— Begin —
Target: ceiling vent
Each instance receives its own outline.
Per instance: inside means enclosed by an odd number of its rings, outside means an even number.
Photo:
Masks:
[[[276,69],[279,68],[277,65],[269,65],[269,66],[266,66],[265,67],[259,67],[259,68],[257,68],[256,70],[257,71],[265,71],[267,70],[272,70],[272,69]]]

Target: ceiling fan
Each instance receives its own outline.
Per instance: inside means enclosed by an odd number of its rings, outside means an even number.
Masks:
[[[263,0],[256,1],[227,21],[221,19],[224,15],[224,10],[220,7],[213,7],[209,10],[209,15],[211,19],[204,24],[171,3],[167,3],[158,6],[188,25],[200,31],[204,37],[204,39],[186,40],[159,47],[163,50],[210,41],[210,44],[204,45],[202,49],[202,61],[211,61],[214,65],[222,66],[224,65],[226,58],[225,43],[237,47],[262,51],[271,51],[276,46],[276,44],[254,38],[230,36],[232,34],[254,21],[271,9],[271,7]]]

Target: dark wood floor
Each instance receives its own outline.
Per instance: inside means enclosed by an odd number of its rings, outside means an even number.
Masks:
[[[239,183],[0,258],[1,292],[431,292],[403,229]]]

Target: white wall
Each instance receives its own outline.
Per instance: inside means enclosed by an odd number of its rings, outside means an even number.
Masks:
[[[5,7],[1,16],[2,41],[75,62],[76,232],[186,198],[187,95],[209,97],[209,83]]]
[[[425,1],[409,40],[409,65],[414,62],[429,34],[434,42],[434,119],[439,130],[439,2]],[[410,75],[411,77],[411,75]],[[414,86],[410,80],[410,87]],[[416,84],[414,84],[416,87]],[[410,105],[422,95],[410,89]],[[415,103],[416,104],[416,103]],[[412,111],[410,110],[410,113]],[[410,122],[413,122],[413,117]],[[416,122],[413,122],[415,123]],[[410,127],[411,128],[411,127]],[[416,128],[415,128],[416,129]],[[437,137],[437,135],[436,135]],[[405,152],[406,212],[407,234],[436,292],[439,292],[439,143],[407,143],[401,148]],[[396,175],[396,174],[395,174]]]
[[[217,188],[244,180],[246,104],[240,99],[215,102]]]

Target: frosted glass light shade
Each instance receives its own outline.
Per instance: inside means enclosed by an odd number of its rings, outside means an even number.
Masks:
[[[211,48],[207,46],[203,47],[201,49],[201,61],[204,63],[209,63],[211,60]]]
— End —
- What the task requires
Rewrite the material above, changing every "outline" to "shape" and leaving everything else as it is.

- Result below
Target: ceiling vent
Each instance receives its own shape.
Per instance: inside means enclosed by an odd number of its rings, outside means an even number.
Photo:
Masks:
[[[276,69],[279,68],[277,65],[269,65],[269,66],[266,66],[265,67],[259,67],[259,68],[257,68],[256,70],[257,71],[265,71],[267,70],[272,70],[272,69]]]

Target: ceiling fan
Each instance receives its own shape.
Per instance: inside means enclosed by an odd number of its rings, outside means an even number.
Masks:
[[[263,0],[256,1],[227,21],[221,19],[224,15],[224,10],[220,7],[213,7],[209,10],[209,15],[211,19],[204,24],[171,3],[167,3],[158,6],[188,25],[200,31],[204,37],[204,39],[186,40],[159,47],[163,50],[210,41],[210,44],[204,45],[202,49],[202,61],[211,61],[214,65],[222,66],[224,65],[226,58],[225,43],[237,47],[262,51],[271,51],[276,46],[276,44],[254,38],[230,36],[232,34],[254,21],[271,9],[271,7]]]

Target: dark wood floor
Each instance receives its own shape.
Per instance: inside means enclosed by an odd number of its rings, outside means an even number.
Masks:
[[[239,183],[0,258],[1,292],[431,292],[403,229]]]

Target: white wall
Each instance receives its own shape.
Per instance: inside means enclosed by an odd number of its rings, outside means an even number.
Masks:
[[[5,7],[1,16],[2,41],[75,62],[76,232],[186,198],[187,95],[209,97],[209,83]]]
[[[425,1],[409,40],[409,65],[414,62],[429,34],[434,42],[434,119],[439,130],[439,2]],[[410,75],[411,77],[411,75]],[[414,86],[410,80],[410,87]],[[416,84],[414,84],[416,87]],[[410,105],[422,95],[410,89]],[[415,103],[416,104],[416,103]],[[412,111],[410,110],[410,113]],[[410,122],[413,122],[413,117]],[[416,122],[413,122],[415,123]],[[410,127],[411,128],[411,127]],[[416,128],[415,128],[416,129]],[[437,137],[437,135],[436,135]],[[405,152],[406,212],[407,234],[436,292],[439,292],[439,143],[407,143],[401,148]],[[396,175],[396,174],[395,174]]]
[[[217,188],[244,180],[246,104],[240,99],[215,102]]]

Target: frosted glass light shade
Each instance receives its own shape.
Per instance: inside means enclosed by an odd number of its rings, outside means an even number.
Masks:
[[[211,48],[207,46],[203,47],[201,49],[201,61],[204,63],[209,63],[211,60]]]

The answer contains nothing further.